▸ Entries shown
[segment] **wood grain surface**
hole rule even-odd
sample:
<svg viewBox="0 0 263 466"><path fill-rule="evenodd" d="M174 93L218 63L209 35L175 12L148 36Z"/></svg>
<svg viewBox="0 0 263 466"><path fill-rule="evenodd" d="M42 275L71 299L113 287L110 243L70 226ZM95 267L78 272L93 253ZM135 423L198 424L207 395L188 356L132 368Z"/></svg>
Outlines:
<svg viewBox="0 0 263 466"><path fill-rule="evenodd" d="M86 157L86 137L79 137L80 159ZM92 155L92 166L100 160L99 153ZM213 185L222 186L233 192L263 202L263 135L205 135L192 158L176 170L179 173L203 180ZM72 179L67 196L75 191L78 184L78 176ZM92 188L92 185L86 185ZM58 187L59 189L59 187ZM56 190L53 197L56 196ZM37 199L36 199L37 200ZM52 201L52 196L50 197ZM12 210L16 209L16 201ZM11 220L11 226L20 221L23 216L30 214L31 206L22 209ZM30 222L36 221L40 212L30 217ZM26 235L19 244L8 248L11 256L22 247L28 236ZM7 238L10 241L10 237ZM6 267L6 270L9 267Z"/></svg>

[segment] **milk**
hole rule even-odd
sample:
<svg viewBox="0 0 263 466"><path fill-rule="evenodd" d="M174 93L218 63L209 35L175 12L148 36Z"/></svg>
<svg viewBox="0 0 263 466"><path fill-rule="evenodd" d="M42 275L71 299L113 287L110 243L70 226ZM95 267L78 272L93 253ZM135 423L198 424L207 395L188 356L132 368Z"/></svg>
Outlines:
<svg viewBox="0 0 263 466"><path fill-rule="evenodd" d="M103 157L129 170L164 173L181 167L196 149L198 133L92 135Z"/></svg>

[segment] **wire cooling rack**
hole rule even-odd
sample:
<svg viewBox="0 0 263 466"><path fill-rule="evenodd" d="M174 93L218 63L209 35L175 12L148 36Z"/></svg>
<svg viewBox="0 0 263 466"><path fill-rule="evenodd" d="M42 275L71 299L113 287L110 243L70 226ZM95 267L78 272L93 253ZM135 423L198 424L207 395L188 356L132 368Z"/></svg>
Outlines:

▸ Given instruction
Convert every line of the records above into a Markdown table with two columns, No. and Text, where No. numbers each row in order and Text holds the line. Leave out blank lines.

▸ Answer below
| No. | Text |
|---|---|
| 1 | [segment] **wood grain surface** |
| 2 | hole rule even-odd |
| 3 | sample: |
| 4 | <svg viewBox="0 0 263 466"><path fill-rule="evenodd" d="M174 93L218 63L209 35L175 12L148 36Z"/></svg> |
| 5 | <svg viewBox="0 0 263 466"><path fill-rule="evenodd" d="M42 275L71 299L113 287L110 243L70 226ZM95 267L78 272L93 253ZM135 423L198 424L207 395L188 356L132 368Z"/></svg> |
| 6 | Outlines: |
| 7 | <svg viewBox="0 0 263 466"><path fill-rule="evenodd" d="M86 157L86 137L79 137L80 159ZM92 155L92 166L100 160L99 153ZM213 185L222 186L233 192L263 202L263 135L205 135L192 158L176 170L179 173L203 180ZM72 179L67 196L75 191L78 184L78 176ZM92 188L92 185L86 185ZM58 187L59 189L59 187ZM56 190L53 197L56 196ZM37 199L36 199L37 200ZM52 201L52 196L50 197ZM12 210L16 209L16 201ZM11 220L11 226L20 221L23 216L30 214L31 206L22 209ZM30 222L36 221L40 212L30 217ZM26 235L19 244L8 248L11 256L22 247L28 236ZM7 238L10 241L10 237ZM6 267L6 270L9 267Z"/></svg> |
| 8 | [segment] **milk** |
| 9 | hole rule even-odd |
| 10 | sample: |
| 11 | <svg viewBox="0 0 263 466"><path fill-rule="evenodd" d="M174 93L218 63L209 35L175 12L148 36Z"/></svg> |
| 12 | <svg viewBox="0 0 263 466"><path fill-rule="evenodd" d="M42 275L71 299L113 287L110 243L70 226ZM95 267L78 272L93 253ZM135 423L198 424L207 395L188 356L132 368Z"/></svg> |
| 13 | Outlines: |
| 14 | <svg viewBox="0 0 263 466"><path fill-rule="evenodd" d="M103 157L129 170L164 173L181 167L196 149L198 133L92 135Z"/></svg> |
| 15 | [segment] **wire cooling rack** |
| 16 | hole rule even-odd |
| 17 | sample: |
| 18 | <svg viewBox="0 0 263 466"><path fill-rule="evenodd" d="M174 93L218 63L209 35L175 12L148 36Z"/></svg> |
| 19 | <svg viewBox="0 0 263 466"><path fill-rule="evenodd" d="M42 275L71 299L113 287L110 243L70 226ZM95 267L78 272L93 253ZM135 423L198 424L207 395L188 356L132 368Z"/></svg> |
| 20 | Outlines: |